| ACTION ITEM |
From the entries below, return exactly the lines beginning at the one that contains "Target: glass base" and ending at the one that contains "Target: black leggings", both of them included, and only those lines.

| INFORMATION SHOWN |
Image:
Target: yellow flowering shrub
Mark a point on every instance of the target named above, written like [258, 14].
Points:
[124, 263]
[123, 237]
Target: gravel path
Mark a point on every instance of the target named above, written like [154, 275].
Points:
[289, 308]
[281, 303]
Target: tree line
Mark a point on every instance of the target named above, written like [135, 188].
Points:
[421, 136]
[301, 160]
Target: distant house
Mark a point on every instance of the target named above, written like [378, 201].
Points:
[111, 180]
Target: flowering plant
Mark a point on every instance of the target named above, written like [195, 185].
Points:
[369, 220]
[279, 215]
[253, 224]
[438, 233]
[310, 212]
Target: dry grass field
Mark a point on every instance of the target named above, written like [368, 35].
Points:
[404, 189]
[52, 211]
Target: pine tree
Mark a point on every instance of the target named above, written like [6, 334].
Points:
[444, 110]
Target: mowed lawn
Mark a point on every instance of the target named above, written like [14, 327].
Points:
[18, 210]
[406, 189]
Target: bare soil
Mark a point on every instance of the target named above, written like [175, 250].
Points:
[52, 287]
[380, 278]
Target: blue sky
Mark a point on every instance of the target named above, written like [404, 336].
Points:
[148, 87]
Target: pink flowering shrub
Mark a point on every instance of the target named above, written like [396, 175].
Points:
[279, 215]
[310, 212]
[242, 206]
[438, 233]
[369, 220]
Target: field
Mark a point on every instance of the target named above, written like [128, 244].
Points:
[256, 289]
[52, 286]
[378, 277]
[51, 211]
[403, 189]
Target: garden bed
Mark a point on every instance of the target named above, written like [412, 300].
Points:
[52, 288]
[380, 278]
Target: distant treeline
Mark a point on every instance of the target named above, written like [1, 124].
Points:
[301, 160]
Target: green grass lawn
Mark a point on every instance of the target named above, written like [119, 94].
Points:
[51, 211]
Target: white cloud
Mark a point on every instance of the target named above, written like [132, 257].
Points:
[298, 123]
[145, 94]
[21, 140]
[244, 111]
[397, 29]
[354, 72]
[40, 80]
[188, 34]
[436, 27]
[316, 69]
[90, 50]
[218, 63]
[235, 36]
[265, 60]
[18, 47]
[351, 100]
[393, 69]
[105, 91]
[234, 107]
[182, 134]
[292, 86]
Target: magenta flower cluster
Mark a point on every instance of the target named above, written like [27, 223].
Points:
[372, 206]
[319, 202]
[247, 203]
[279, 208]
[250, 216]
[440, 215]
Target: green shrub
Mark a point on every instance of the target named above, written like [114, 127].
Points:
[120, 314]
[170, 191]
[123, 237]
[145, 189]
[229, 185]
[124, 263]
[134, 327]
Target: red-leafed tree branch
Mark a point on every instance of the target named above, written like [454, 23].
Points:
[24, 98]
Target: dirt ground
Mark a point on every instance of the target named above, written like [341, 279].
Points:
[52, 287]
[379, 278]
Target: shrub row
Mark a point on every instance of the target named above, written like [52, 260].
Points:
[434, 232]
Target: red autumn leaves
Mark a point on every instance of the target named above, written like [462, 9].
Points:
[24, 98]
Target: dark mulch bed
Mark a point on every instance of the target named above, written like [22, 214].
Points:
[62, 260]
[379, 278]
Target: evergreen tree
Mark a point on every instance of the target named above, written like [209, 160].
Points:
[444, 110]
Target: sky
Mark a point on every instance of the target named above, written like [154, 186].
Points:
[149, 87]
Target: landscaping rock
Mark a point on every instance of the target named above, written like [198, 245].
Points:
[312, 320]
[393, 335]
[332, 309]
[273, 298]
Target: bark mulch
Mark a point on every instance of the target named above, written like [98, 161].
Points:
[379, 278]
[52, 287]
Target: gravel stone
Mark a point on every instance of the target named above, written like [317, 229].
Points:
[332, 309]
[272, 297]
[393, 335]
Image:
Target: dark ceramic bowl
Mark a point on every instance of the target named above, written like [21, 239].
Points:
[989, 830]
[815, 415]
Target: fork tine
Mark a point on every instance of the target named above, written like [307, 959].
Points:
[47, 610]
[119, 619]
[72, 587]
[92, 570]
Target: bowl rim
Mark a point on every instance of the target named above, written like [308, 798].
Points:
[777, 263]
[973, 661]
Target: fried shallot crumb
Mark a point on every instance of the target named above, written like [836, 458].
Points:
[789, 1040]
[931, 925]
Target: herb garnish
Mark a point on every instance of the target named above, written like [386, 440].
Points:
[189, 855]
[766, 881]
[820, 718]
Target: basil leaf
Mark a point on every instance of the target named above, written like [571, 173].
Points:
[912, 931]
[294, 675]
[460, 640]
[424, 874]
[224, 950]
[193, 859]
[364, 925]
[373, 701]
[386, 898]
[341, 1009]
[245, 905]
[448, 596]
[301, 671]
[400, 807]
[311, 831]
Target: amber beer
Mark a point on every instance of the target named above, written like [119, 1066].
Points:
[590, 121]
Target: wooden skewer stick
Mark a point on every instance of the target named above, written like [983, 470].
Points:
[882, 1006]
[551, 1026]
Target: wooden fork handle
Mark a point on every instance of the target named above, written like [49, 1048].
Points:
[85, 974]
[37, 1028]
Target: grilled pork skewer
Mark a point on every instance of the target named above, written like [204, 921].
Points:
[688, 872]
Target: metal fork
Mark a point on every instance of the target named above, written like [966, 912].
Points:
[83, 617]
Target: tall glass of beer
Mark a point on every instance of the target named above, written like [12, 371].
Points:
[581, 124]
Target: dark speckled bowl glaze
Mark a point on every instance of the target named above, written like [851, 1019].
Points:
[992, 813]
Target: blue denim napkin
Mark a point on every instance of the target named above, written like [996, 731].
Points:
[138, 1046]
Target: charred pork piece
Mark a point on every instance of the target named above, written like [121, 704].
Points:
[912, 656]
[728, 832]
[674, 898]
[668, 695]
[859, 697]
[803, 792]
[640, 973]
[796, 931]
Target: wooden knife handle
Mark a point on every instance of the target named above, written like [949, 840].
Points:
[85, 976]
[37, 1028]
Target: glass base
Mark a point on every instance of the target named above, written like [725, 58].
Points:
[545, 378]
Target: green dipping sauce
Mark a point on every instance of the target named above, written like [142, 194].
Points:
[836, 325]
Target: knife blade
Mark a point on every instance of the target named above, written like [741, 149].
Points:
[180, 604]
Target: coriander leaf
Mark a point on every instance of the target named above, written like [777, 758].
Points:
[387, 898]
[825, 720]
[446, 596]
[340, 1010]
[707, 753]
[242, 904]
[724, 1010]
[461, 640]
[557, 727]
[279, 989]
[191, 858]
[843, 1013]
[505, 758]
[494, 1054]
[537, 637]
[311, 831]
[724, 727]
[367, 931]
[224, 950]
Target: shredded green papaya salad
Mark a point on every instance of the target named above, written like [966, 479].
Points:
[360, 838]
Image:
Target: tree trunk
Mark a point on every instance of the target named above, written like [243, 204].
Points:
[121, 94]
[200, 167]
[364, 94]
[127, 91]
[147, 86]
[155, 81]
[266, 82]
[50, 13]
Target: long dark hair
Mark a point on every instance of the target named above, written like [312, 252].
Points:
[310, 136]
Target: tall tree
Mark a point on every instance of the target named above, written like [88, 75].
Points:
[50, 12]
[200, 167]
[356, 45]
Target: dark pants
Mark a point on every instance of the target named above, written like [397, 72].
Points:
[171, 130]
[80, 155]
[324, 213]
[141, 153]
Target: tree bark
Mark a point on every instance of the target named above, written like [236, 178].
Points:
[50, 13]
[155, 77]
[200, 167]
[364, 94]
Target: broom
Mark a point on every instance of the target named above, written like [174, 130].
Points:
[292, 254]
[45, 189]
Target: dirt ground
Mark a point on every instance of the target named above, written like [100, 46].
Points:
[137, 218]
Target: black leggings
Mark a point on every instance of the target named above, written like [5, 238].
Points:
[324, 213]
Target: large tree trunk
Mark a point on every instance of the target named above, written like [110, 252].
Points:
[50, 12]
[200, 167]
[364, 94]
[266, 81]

| WRITTEN RESPONSE |
Target: glass base
Mark a point on every instance of the target named above, written like [725, 58].
Points:
[545, 378]
Target: green dipping sauce
Mark a point on every instance of the target named above, written like [142, 194].
Points:
[836, 325]
Target: knife blade
Mark a point on every instance of the target named above, written like [741, 149].
Points:
[180, 604]
Target: coriander leaf
Mark a point on every instance of the target named above, written like [777, 758].
Points:
[387, 898]
[825, 720]
[446, 596]
[340, 1010]
[707, 753]
[242, 904]
[724, 1010]
[461, 640]
[557, 727]
[279, 989]
[191, 858]
[843, 1013]
[505, 758]
[494, 1054]
[537, 637]
[311, 831]
[724, 727]
[367, 931]
[224, 950]
Target: shredded green papaya salad
Mark a point on every instance of the target named above, written like [966, 479].
Points:
[360, 838]
Image:
Target: tree trunk
Mark a point on every instance of the target named above, written like [243, 204].
Points:
[121, 94]
[200, 167]
[364, 94]
[127, 91]
[147, 86]
[155, 81]
[266, 82]
[50, 13]
Target: long dark hair
Mark a point on every instance of the target named above, written like [312, 252].
Points:
[310, 136]
Target: tall tree
Mark a point on every instance of the target named above, written like [88, 75].
Points:
[50, 12]
[200, 167]
[356, 45]
Target: dark pants
Mark a point on every instance of the target named above, written like [397, 72].
Points:
[171, 130]
[80, 155]
[324, 213]
[141, 153]
Target: tree bark
Mark a point on every instance of the target named above, written like [236, 178].
Points:
[50, 13]
[155, 77]
[200, 167]
[364, 94]
Target: broom
Mark a point on every instance of the target named above, written like [174, 130].
Points:
[292, 254]
[45, 189]
Target: dirt ground
Mark a point on every instance of the target named above, written like [100, 46].
Points:
[137, 218]
Target: black leggings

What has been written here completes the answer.